**TASK STATEMENT**. Set out every one of the rows below as a numbered list, and drop any blank lines.
╔══
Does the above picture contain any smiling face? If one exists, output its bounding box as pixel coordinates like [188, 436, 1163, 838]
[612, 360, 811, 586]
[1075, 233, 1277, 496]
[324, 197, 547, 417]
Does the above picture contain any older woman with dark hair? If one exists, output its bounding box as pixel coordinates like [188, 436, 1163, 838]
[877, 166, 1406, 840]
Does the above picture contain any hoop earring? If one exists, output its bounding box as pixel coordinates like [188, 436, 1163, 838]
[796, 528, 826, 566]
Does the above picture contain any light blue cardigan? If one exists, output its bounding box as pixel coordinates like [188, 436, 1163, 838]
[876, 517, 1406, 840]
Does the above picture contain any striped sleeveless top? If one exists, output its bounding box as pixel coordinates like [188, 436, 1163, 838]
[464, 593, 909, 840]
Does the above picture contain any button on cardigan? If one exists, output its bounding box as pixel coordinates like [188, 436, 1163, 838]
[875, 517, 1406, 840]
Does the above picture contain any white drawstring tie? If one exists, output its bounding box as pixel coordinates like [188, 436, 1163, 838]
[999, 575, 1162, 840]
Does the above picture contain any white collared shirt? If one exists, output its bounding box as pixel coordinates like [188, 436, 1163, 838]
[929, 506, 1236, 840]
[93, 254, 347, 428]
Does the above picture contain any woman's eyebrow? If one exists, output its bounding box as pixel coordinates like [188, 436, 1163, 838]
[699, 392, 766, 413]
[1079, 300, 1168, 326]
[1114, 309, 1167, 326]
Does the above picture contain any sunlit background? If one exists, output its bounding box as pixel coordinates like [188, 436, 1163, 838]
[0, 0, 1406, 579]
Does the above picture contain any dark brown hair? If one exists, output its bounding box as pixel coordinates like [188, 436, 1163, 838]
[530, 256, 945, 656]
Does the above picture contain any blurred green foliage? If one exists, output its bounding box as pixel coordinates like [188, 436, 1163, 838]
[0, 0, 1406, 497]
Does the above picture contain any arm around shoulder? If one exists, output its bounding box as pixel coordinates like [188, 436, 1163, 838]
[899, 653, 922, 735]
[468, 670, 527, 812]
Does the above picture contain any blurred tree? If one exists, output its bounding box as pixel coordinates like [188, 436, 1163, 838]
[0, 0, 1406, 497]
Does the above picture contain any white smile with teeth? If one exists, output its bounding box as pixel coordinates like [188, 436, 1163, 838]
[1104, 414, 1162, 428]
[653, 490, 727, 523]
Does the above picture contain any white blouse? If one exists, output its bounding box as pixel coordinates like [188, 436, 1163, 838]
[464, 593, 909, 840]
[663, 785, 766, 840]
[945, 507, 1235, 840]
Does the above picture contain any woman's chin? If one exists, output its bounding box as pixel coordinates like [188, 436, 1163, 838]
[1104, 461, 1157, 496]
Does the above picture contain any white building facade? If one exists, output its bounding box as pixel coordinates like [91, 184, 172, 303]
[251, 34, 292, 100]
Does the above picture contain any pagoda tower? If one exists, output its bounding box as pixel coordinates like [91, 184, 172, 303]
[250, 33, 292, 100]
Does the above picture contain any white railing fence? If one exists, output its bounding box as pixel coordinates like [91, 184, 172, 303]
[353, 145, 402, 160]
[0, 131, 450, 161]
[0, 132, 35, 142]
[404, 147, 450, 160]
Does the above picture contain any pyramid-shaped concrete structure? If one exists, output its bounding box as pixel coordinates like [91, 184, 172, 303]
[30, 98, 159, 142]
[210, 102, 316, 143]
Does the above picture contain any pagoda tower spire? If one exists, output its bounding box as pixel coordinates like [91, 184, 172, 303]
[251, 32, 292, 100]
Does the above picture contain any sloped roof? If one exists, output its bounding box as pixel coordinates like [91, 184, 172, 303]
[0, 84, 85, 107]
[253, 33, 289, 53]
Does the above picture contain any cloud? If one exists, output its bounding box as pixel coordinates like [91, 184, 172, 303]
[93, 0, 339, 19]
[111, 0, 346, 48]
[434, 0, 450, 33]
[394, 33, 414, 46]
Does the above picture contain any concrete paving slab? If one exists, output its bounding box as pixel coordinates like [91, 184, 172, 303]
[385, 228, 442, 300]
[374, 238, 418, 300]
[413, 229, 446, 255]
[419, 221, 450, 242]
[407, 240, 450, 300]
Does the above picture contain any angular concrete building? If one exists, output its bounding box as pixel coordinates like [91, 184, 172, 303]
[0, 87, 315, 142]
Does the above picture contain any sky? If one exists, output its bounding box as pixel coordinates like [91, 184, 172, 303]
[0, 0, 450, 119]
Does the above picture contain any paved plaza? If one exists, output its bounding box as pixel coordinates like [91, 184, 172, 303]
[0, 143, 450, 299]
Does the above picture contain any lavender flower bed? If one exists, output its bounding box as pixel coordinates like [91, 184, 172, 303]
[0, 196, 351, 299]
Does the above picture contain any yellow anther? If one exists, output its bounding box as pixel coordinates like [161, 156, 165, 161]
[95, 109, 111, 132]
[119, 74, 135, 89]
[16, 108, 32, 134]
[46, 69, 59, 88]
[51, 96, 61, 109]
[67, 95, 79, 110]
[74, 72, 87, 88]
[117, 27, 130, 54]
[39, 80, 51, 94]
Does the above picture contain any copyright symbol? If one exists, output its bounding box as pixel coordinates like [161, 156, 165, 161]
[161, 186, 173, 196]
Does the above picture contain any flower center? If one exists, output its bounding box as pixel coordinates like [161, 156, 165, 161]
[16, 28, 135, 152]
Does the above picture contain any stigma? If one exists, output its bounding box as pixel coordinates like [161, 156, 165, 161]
╚══
**PROBLEM SOLUTION**.
1. Does the above picture contain any smiling face? If one exists, output its bounding box as pixel coordinates like [188, 436, 1163, 838]
2. [612, 360, 811, 586]
3. [1075, 233, 1277, 496]
4. [324, 197, 547, 417]
5. Does the above picture contain any older woman with dark hair? If one exists, output its bounding box as pixel coordinates like [188, 436, 1163, 838]
6. [877, 166, 1406, 840]
7. Does the above picture contain any hoop earring? If one exists, output its bounding box as pixel coordinates like [188, 436, 1163, 838]
8. [796, 528, 826, 566]
9. Does the above picture contain any light blue cardigan? If one exists, output its bounding box as pixel coordinates like [188, 436, 1163, 838]
10. [876, 517, 1406, 840]
11. Does the above picture contain any striped sleeveless top? If one exists, output its bounding box as pixel coordinates like [188, 436, 1163, 838]
12. [464, 593, 909, 840]
13. Does the above picture contain any button on cardigan? If one exists, output its bounding box as pixel coordinates like [188, 436, 1163, 838]
14. [875, 517, 1406, 840]
15. Does the above picture contain any white drawstring tie? If one exists, output its bounding box as pixel coordinates like [188, 436, 1163, 838]
16. [999, 575, 1162, 840]
17. Does the above picture contain any white collared shirt? If one exists, output its bounding box as pixel coordinates like [188, 436, 1163, 838]
18. [929, 506, 1236, 840]
19. [93, 254, 347, 428]
20. Does the above picture contain any woman's eyebrow? If one exists, output its bounding box as pixel coordinates like [188, 436, 1163, 838]
21. [699, 392, 766, 413]
22. [1079, 300, 1168, 326]
23. [1114, 309, 1167, 326]
24. Does the above picture contain any sunlit background? If one exists, output its bounding box as pixel coordinates like [188, 436, 1163, 838]
25. [0, 0, 1406, 579]
26. Does the above picture contain any dark brown hair? If one exists, output its bounding box as pixel coordinates like [188, 436, 1163, 838]
27. [530, 256, 945, 656]
28. Does the above picture contain any blurred green foliage? If one exists, output its bounding box as pixel coordinates like [188, 436, 1163, 838]
29. [0, 0, 1406, 497]
30. Does the above picture contain any arm around shoulder? If one exists, output its bounding box as pixel coordinates like [188, 436, 1163, 838]
31. [899, 653, 922, 735]
32. [468, 670, 527, 812]
33. Does the above picture contain any blurred tree? If one exists, output its bounding box as pixel coordinates like [188, 436, 1163, 838]
34. [0, 0, 1406, 497]
35. Does the above picture contain any white smile with teeth? If one exists, output its bounding box as pixel coordinates like [188, 436, 1163, 838]
36. [1104, 414, 1162, 428]
37. [653, 490, 727, 523]
38. Does the above picture contain any white blouse? If one exists, output its bounding box as pixel coordinates like [188, 436, 1163, 838]
39. [464, 593, 909, 840]
40. [663, 785, 766, 840]
41. [945, 507, 1235, 840]
42. Does the above picture contain any woman's chin? If one exists, output its bounding box as pixel coordinates like [188, 436, 1163, 838]
43. [1104, 461, 1157, 496]
44. Does the above picture contain any white building facade? If one exists, output its bounding box as pixel coordinates like [91, 184, 172, 303]
45. [251, 34, 292, 100]
46. Does the above picture contain any pagoda tower? If one exists, output its bounding box as pixel coordinates like [91, 184, 172, 303]
47. [250, 33, 292, 100]
48. Does the above picture contain any white railing fence? If one exists, output its bounding box as pixel coordinates like [91, 184, 172, 303]
49. [353, 145, 402, 160]
50. [0, 131, 450, 161]
51. [0, 132, 35, 142]
52. [404, 147, 450, 160]
53. Does the above picture contain any pyramid-shaped concrete structure? If one exists, output its bounding box as pixel coordinates like [91, 184, 172, 303]
54. [30, 98, 159, 142]
55. [210, 102, 316, 143]
56. Does the above picture contain any pagoda tower spire? If one exists, output its bounding box as pixel coordinates like [91, 184, 172, 303]
57. [251, 32, 292, 100]
58. Does the above picture contain any sloped roof? If one exists, output its bounding box as pixel coordinates like [91, 184, 172, 303]
59. [0, 84, 85, 107]
60. [253, 33, 289, 53]
61. Does the above picture contain any cloud? If one exists, output its bounding box as pixel coordinates like [91, 184, 172, 303]
62. [93, 0, 339, 19]
63. [111, 0, 346, 48]
64. [434, 0, 450, 33]
65. [394, 33, 414, 46]
66. Does the above picture contain any concrete paving slab? If one exists, output its bounding box as pixel coordinates like [91, 184, 172, 303]
67. [385, 228, 442, 300]
68. [374, 238, 418, 300]
69. [413, 229, 446, 255]
70. [419, 221, 450, 242]
71. [407, 240, 450, 300]
72. Does the above picture contain any angular concrete building? If one exists, output its bounding box as pixel coordinates like [91, 184, 172, 303]
73. [0, 87, 315, 142]
74. Does the above picture contain any sky? If one exists, output its bounding box as pixel coordinates like [91, 184, 172, 303]
75. [0, 0, 450, 119]
76. Does the above picture contain any paved plaza? If one exists, output its bounding box as pixel coordinates like [91, 184, 172, 303]
77. [0, 143, 450, 299]
78. Does the above picture contain any lavender flower bed? If one exists, output its bounding box as pixel coordinates like [91, 184, 172, 303]
79. [0, 196, 351, 299]
80. Does the above picture contain any yellow anther? If one exists, output its bounding box as pixel coordinates like [161, 156, 165, 161]
81. [95, 109, 111, 132]
82. [119, 74, 135, 89]
83. [16, 108, 32, 134]
84. [46, 69, 59, 88]
85. [51, 96, 61, 109]
86. [67, 95, 79, 110]
87. [74, 72, 87, 88]
88. [117, 27, 130, 54]
89. [39, 80, 51, 94]
90. Does the above picture contain any copyright symbol? If one exists, output its bounding box as pixel coordinates like [161, 156, 165, 161]
91. [161, 186, 173, 196]
92. Does the above picture contain any flower center? If one exists, output its bounding box as pixel coordinates like [161, 156, 165, 161]
93. [16, 28, 135, 152]
94. Does the above picture contain any stigma? If one exists, output its bounding box as pixel coordinates like [161, 156, 165, 161]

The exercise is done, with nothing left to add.